- **Aim of the task**:
Write out all the material exactly. Leave nothing out.

- **Stored data entries**:
......
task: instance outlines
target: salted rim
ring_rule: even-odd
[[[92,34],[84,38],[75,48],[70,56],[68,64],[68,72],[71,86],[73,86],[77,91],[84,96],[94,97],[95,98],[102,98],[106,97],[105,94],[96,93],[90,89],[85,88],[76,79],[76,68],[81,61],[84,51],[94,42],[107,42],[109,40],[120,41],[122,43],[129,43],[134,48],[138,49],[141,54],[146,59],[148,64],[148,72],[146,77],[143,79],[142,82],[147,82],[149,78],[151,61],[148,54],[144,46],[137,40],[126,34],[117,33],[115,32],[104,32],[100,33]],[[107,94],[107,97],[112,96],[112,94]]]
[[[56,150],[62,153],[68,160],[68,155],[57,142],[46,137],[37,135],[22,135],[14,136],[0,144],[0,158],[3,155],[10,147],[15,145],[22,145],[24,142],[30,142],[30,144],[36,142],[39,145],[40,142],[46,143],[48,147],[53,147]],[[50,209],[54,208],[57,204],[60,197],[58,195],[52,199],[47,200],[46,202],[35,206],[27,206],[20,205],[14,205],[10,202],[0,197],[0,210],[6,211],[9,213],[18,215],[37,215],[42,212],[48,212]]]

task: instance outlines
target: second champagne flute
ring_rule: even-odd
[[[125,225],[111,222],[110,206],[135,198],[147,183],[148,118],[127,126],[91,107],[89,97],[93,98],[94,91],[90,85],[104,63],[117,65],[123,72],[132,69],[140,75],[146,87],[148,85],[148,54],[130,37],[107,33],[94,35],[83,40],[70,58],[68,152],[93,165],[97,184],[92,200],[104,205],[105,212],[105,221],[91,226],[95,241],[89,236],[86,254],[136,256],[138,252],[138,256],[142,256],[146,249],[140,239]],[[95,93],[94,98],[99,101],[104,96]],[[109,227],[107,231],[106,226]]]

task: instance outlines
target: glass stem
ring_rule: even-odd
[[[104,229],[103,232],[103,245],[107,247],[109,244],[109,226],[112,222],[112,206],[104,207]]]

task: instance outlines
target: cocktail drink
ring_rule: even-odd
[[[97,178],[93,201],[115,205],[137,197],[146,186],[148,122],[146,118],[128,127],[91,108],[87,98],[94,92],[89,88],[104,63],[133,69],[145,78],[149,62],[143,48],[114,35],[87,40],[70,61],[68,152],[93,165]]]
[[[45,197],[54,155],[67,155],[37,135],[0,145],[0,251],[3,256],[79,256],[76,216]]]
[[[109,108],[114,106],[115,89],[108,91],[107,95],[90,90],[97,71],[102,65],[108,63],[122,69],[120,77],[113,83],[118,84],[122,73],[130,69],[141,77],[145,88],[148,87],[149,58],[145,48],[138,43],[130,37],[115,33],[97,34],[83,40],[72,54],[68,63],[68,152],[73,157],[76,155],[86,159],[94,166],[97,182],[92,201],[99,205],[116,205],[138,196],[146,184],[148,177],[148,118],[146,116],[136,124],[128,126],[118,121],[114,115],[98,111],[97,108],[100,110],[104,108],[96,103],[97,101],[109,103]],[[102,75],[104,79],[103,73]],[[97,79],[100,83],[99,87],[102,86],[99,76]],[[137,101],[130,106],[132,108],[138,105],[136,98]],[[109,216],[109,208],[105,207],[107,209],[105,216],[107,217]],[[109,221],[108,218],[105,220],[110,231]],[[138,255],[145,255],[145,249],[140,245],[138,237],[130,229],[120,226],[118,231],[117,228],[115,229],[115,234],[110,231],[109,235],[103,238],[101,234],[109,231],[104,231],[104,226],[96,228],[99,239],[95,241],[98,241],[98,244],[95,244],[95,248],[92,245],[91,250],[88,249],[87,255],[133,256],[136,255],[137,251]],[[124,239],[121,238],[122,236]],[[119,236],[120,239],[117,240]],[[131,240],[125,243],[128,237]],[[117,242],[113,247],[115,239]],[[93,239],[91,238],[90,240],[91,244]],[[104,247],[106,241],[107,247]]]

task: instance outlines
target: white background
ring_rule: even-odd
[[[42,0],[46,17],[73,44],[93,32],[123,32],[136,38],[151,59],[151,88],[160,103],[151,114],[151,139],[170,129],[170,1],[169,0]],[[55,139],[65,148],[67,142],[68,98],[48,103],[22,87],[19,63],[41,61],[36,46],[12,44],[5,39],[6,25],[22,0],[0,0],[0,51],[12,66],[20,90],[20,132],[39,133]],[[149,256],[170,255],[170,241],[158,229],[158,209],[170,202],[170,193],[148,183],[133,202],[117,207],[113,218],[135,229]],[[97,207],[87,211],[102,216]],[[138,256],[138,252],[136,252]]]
......
- **Answer to this exercise**:
task: instance outlines
target: salted rim
ring_rule: even-odd
[[[92,34],[84,38],[75,48],[70,56],[68,64],[68,72],[71,86],[73,86],[77,91],[84,96],[94,97],[95,98],[102,98],[106,97],[105,94],[96,93],[90,89],[85,88],[76,79],[76,68],[81,61],[84,51],[94,42],[107,42],[109,40],[120,41],[122,43],[129,43],[134,48],[138,49],[141,54],[146,59],[148,64],[148,72],[146,77],[143,79],[142,82],[147,82],[149,78],[151,61],[148,54],[144,46],[137,40],[126,34],[117,33],[115,32],[104,32],[100,33]],[[107,94],[107,97],[112,96],[112,94]]]
[[[56,150],[62,153],[68,160],[68,155],[57,142],[46,137],[37,135],[22,135],[14,136],[0,144],[0,158],[3,155],[10,147],[15,145],[22,145],[24,142],[30,142],[30,144],[36,142],[39,145],[40,142],[46,143],[48,147],[53,147]],[[50,209],[54,208],[57,204],[60,197],[58,195],[52,199],[47,200],[46,202],[35,206],[27,206],[20,205],[14,205],[10,202],[0,197],[0,210],[6,211],[9,213],[18,215],[37,215],[42,212],[48,212]]]

task: instance outlines
target: second champagne flute
ring_rule: even-odd
[[[125,225],[111,222],[110,206],[135,198],[147,183],[148,118],[127,126],[91,107],[89,97],[93,98],[94,91],[90,85],[104,63],[117,65],[123,72],[132,69],[140,75],[146,87],[148,85],[148,54],[130,37],[107,33],[94,35],[83,40],[70,58],[68,152],[93,165],[97,184],[92,200],[104,205],[105,212],[105,221],[91,226],[95,241],[89,236],[86,254],[136,256],[138,252],[138,256],[142,256],[146,249],[140,239]],[[95,93],[94,98],[99,101],[104,96]],[[109,227],[107,231],[106,226]]]

task: instance outlines
target: glass stem
ring_rule: even-odd
[[[104,229],[103,232],[103,245],[107,247],[109,244],[109,226],[112,222],[112,206],[104,207]]]

task: instance outlines
target: cocktail drink
ring_rule: even-odd
[[[97,178],[93,201],[115,205],[137,197],[146,186],[148,122],[146,118],[128,127],[91,108],[87,98],[94,92],[89,88],[104,63],[133,69],[145,78],[149,62],[143,48],[114,35],[87,40],[70,61],[68,152],[93,165]]]
[[[45,197],[54,155],[67,155],[37,135],[0,145],[0,251],[3,256],[79,256],[76,216]]]
[[[109,108],[114,106],[115,89],[108,91],[107,95],[90,90],[97,71],[102,65],[108,63],[122,69],[120,77],[113,83],[118,84],[122,73],[130,69],[141,77],[145,88],[148,87],[149,58],[145,48],[138,43],[130,37],[115,33],[97,34],[83,40],[72,54],[68,63],[68,152],[73,157],[76,155],[86,159],[94,166],[97,182],[92,201],[99,205],[116,205],[138,196],[146,184],[148,177],[148,118],[146,116],[136,124],[128,126],[118,121],[114,115],[98,111],[97,108],[100,110],[104,108],[96,103],[97,101],[109,103]],[[102,75],[104,79],[103,73]],[[97,79],[100,83],[99,87],[102,86],[99,76]],[[137,101],[130,106],[132,108],[138,105],[136,98]],[[109,216],[109,208],[105,207],[107,209],[105,216],[107,217]],[[109,221],[108,218],[105,220],[110,231]],[[138,255],[145,255],[145,249],[140,245],[138,237],[130,229],[120,226],[118,231],[117,228],[115,229],[115,234],[110,231],[109,235],[103,238],[101,234],[109,231],[104,231],[104,226],[96,228],[99,239],[95,241],[98,241],[98,244],[95,244],[95,248],[92,245],[91,250],[88,249],[87,255],[133,256],[136,255],[137,251]],[[124,239],[121,238],[122,236]],[[119,236],[120,239],[117,240]],[[131,240],[125,243],[128,237]],[[117,242],[113,247],[115,239]],[[93,239],[91,238],[90,240],[91,244]],[[104,247],[106,241],[107,247]]]

task: instance outlines
target: white background
ring_rule: even-odd
[[[42,0],[46,17],[73,44],[93,32],[123,32],[136,38],[151,59],[151,88],[160,103],[151,114],[151,139],[170,129],[170,1],[169,0]],[[55,139],[65,148],[67,142],[68,98],[48,103],[22,87],[19,63],[41,61],[36,46],[12,44],[5,39],[6,25],[22,0],[0,0],[0,51],[12,66],[20,90],[20,132],[39,133]],[[149,256],[170,255],[170,241],[158,229],[158,209],[170,202],[170,193],[148,183],[133,202],[117,207],[113,218],[135,229]],[[97,207],[87,211],[102,216]],[[138,256],[138,252],[136,252]]]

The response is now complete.